Requirements: Set out every line of the records below as a numbered list, omitting blank lines.

[Items in a dataset]
▬▬▬▬▬▬▬▬▬▬
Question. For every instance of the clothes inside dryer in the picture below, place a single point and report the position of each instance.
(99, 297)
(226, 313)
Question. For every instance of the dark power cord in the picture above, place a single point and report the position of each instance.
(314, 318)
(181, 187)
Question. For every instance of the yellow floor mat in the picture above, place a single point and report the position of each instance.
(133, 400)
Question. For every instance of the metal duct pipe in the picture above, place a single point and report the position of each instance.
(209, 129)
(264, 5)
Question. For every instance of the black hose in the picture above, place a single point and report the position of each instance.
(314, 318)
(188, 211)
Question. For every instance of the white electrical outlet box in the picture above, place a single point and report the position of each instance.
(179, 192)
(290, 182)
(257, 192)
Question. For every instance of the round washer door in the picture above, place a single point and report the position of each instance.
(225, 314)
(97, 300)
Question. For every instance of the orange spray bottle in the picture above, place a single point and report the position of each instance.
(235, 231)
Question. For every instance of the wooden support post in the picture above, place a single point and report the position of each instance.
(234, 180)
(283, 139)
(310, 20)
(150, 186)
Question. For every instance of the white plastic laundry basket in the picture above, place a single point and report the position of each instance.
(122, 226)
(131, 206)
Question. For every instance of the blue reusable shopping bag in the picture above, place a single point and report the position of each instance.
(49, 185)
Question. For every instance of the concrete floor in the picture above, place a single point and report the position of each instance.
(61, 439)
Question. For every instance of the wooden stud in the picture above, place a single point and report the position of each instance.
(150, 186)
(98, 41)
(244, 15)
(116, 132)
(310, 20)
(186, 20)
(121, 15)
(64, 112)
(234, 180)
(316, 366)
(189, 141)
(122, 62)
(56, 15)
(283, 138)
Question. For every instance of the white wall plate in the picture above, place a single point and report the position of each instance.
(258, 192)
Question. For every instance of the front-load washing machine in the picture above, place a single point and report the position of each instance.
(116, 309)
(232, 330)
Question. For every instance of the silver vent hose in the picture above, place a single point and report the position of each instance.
▬▬▬▬▬▬▬▬▬▬
Task result:
1. Question. For every instance of the clothes inside dryer in the picture below, place a single point and report the position of each instance.
2. (99, 297)
3. (226, 313)
4. Question. For every instance of the dark power cord in the picture above, place a single point and report the position of each instance.
5. (314, 318)
6. (181, 187)
7. Question. For every instance of the yellow floor mat in the picture above, place a single point and report the position of each instance.
8. (133, 400)
9. Question. For every instance of the metal duct pipe in the picture above, place a single point and report the position of each instance.
10. (209, 129)
11. (264, 5)
12. Question. For every instance of the black hose in the picture above, place a single point and report the position of each instance.
13. (314, 318)
14. (188, 211)
15. Question. For every instance of the white electrical outlet box in the picture above, place a single point and report the position of each instance.
16. (179, 192)
17. (290, 182)
18. (257, 192)
19. Question. For every instance of the round washer door in the picture above, place a single point and report the position of each instance.
20. (225, 314)
21. (97, 300)
22. Question. For every instance of the orange spray bottle in the picture above, place a single point and report the position of each instance.
23. (235, 231)
24. Question. For every instance of the wooden support post in the picture above, place a single point and report the position of each instance.
25. (234, 180)
26. (283, 139)
27. (310, 20)
28. (150, 186)
29. Question. For every instance of the white plastic laundry basket in the picture above, place a single point and report the position of each instance.
30. (122, 226)
31. (131, 206)
32. Question. For every instance of the blue reusable shopping bag in the picture above, place a single point and report the position of each instance.
33. (49, 185)
34. Question. For every instance of the concrete floor in the picture above, place a single point and report the position of each instance.
35. (61, 439)
36. Question. For every instance of the wooden stud in the picture above, place a single point and report the position of each instance.
37. (150, 186)
38. (98, 41)
39. (244, 15)
40. (116, 132)
41. (310, 20)
42. (186, 20)
43. (121, 15)
44. (64, 112)
45. (234, 180)
46. (316, 366)
47. (189, 141)
48. (122, 62)
49. (56, 15)
50. (283, 138)
51. Question. For every instance of the white wall plate in the picture above, place a single point and report the position of each instance.
52. (258, 192)
53. Question. For every instance of the front-load washing machine in the picture above, place a single point and report the position of each instance.
54. (116, 309)
55. (232, 330)
56. Question. For every instance of the silver vent hose in the picture above, place a single point and report the position of each instance.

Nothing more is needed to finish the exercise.